(Records)
▼
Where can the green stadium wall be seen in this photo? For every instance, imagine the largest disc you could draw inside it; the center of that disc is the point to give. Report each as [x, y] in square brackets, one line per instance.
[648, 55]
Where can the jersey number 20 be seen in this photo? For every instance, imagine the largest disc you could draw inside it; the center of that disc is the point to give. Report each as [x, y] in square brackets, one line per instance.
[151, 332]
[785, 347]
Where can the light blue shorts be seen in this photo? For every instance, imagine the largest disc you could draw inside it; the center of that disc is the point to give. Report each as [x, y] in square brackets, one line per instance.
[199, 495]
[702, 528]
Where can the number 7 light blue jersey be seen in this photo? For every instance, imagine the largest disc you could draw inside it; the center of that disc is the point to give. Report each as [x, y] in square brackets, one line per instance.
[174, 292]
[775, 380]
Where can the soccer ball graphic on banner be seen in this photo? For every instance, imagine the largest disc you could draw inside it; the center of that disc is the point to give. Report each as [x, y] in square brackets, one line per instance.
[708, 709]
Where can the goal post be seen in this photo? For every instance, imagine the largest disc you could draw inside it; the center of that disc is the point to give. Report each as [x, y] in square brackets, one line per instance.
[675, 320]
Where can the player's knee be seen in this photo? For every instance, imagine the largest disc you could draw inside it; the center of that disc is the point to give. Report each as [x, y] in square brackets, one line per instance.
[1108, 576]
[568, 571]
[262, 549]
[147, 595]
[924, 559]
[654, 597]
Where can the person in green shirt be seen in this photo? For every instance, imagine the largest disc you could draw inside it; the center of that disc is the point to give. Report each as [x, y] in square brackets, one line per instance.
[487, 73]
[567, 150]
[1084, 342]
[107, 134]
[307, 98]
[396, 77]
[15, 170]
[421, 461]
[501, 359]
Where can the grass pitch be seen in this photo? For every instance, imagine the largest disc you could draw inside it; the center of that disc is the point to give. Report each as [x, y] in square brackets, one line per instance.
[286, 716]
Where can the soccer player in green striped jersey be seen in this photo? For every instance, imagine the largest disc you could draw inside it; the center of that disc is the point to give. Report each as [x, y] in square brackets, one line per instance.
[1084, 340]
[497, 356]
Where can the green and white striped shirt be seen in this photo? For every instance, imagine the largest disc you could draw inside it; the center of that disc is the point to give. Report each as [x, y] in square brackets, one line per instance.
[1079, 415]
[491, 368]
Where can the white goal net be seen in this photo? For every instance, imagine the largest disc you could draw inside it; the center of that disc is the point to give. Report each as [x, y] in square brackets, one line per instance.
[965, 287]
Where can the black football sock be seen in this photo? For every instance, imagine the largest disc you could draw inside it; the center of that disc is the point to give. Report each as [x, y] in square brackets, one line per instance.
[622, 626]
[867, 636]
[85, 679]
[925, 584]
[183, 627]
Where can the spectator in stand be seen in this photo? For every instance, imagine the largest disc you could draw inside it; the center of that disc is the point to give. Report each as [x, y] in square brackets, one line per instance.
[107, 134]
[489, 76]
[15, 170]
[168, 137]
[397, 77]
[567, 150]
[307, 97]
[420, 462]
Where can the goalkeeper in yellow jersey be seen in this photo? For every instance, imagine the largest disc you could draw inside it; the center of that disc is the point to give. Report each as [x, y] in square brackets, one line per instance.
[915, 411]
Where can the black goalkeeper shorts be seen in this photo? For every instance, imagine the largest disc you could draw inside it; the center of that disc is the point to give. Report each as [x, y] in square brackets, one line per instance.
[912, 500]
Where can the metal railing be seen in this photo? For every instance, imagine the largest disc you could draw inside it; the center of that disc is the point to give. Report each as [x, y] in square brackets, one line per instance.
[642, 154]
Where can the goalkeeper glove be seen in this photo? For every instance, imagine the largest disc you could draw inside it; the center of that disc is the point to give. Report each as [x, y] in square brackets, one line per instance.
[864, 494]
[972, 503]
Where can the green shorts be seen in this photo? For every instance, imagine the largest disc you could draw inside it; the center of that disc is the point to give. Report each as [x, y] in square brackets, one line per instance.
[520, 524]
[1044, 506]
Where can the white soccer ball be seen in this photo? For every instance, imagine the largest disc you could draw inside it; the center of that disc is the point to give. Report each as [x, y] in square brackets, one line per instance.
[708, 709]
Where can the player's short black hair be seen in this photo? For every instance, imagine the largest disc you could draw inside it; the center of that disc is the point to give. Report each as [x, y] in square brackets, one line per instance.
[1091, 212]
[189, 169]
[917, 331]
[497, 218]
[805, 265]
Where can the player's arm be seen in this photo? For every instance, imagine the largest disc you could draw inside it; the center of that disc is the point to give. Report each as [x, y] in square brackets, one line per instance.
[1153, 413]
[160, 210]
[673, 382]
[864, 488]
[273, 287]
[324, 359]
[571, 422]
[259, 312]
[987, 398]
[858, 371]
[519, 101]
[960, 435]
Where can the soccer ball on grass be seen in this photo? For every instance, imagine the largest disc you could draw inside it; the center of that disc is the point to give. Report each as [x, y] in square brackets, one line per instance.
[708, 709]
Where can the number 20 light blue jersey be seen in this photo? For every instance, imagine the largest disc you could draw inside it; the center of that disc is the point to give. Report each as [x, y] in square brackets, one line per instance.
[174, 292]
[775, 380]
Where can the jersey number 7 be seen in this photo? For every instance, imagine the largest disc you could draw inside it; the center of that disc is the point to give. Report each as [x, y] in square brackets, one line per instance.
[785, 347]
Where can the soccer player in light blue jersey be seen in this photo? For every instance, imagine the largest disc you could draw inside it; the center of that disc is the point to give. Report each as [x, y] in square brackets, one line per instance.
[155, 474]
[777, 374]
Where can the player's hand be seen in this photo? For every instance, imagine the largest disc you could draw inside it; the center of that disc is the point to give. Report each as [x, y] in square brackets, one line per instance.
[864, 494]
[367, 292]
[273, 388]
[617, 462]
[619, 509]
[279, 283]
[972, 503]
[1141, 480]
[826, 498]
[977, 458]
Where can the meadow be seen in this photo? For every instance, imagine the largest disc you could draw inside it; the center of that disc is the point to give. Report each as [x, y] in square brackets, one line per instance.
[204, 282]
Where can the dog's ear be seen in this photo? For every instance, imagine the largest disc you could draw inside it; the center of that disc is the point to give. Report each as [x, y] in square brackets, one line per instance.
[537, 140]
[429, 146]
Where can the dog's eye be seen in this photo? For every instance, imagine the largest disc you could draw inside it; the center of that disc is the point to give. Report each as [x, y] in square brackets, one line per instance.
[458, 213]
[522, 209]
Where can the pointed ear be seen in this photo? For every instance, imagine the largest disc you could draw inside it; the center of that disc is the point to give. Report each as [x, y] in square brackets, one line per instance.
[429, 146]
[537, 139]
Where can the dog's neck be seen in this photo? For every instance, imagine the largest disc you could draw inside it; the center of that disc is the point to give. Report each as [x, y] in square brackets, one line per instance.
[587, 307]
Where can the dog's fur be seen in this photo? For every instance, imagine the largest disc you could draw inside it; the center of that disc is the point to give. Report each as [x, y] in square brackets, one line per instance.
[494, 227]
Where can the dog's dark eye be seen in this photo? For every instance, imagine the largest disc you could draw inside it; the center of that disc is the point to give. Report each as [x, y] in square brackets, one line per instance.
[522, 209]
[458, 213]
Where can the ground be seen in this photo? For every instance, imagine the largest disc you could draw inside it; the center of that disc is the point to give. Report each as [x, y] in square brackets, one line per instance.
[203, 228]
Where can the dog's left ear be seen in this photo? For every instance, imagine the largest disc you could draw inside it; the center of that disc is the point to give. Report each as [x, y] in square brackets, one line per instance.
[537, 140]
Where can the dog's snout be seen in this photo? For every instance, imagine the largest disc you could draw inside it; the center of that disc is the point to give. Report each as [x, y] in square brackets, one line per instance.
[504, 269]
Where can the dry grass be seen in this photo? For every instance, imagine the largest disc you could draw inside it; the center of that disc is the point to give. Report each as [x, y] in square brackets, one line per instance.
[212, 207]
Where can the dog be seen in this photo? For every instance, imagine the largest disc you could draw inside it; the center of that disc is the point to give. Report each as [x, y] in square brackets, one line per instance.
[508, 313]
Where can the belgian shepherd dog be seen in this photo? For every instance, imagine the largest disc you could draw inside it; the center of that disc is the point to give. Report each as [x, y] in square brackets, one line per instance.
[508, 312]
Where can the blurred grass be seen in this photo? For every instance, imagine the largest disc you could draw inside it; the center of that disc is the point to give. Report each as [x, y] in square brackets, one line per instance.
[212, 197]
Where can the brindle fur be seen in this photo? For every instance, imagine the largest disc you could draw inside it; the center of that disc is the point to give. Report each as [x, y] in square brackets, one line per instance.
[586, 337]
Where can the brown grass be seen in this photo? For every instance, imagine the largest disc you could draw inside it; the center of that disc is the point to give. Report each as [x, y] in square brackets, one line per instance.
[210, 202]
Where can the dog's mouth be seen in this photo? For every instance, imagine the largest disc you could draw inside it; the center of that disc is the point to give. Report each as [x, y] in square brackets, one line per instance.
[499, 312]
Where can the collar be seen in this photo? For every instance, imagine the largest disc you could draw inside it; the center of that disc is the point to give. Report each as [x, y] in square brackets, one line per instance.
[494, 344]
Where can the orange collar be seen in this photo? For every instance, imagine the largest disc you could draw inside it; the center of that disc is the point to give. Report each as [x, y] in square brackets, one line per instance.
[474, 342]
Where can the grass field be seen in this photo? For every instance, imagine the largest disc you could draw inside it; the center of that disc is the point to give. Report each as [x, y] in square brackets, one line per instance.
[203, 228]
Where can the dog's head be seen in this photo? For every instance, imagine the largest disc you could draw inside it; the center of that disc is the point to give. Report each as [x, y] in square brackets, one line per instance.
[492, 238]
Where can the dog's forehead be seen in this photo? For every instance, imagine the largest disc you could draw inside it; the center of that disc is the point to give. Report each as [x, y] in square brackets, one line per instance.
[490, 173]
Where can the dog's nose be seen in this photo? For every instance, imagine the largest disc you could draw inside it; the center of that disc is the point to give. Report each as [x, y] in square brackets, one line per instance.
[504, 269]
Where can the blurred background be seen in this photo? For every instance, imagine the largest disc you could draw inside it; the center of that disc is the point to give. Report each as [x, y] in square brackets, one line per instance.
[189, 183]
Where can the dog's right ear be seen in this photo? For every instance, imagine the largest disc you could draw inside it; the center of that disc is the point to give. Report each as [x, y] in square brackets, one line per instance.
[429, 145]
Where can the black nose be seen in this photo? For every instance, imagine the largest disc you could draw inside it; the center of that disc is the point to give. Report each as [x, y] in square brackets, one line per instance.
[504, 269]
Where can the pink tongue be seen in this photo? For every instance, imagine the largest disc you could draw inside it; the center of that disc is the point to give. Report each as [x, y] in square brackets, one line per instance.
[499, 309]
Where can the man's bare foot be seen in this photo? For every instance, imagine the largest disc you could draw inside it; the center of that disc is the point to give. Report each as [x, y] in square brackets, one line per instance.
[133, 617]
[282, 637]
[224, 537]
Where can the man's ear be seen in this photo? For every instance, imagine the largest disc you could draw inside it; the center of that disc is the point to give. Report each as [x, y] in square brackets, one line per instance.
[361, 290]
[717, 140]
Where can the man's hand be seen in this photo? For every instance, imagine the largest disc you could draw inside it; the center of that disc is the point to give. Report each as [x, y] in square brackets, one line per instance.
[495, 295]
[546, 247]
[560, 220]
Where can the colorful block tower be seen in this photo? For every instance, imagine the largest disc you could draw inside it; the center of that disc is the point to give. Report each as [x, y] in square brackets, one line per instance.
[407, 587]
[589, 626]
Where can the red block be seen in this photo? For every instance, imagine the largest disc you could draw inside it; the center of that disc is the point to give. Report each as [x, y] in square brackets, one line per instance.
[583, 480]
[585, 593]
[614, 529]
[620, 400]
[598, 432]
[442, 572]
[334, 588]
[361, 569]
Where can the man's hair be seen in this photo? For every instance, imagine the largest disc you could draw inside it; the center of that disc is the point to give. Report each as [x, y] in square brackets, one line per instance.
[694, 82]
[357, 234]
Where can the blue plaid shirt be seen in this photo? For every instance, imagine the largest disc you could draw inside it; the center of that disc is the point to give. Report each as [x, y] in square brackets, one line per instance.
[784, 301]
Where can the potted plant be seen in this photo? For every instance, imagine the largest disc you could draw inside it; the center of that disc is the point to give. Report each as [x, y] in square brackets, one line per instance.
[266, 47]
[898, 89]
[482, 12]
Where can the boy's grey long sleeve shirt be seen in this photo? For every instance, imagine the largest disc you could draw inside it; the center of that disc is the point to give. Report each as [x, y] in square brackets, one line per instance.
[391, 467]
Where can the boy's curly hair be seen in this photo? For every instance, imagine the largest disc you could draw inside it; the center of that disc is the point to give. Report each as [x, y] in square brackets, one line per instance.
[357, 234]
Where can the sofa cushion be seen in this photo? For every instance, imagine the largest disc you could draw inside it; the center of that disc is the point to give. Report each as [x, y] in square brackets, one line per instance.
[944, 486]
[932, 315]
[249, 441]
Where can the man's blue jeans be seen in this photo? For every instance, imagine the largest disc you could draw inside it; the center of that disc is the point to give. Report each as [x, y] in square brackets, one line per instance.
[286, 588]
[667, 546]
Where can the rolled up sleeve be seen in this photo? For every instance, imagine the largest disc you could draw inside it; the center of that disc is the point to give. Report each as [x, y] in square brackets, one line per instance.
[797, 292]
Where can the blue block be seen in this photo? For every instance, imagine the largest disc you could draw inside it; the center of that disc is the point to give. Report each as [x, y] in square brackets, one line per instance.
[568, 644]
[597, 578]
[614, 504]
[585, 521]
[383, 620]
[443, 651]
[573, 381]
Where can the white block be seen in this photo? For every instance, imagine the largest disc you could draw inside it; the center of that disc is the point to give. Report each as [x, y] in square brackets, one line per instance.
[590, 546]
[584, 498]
▲
Please rewrite the part that opens with the line containing "Where can the goalkeeper in" and closes with the line containing "[1044, 506]", swapping every "goalkeeper" for "keeper" and leaving the rest unchanged.

Where can the keeper in yellow jersey be seen in this photo? For every instance, imagine the largest disc you could draw inside it; the center of that disc is the point to give. Report each as [x, y] in square brackets, one line per instance.
[915, 411]
Where can the black keeper shorts be seen in this photo? For every instance, imagine the largest disc you could draw inside it; the center of that disc is the point to give. Report each as [x, y] in square brackets, one line per instance.
[912, 500]
Where can the metal railing be seen in this photo? For every instance, imagine the largest disc you could draw inside it; the center of that disc is the point to give. Report each as [x, y] in square brackets, one line per instance.
[642, 154]
Where can the keeper glove be seen in this photo? For every instance, imagine the largest disc you could draw inside it; the center of that disc is the point to give. Report each as [x, y] in square brackets, one line per instance.
[864, 494]
[972, 503]
Where can the green shorts be seen in this photo? For every instance, imagine the largest disc you could draw inside it; the center of that disc is the point to give. Report each as [x, y] in square brackets, one line per instance.
[520, 524]
[1044, 506]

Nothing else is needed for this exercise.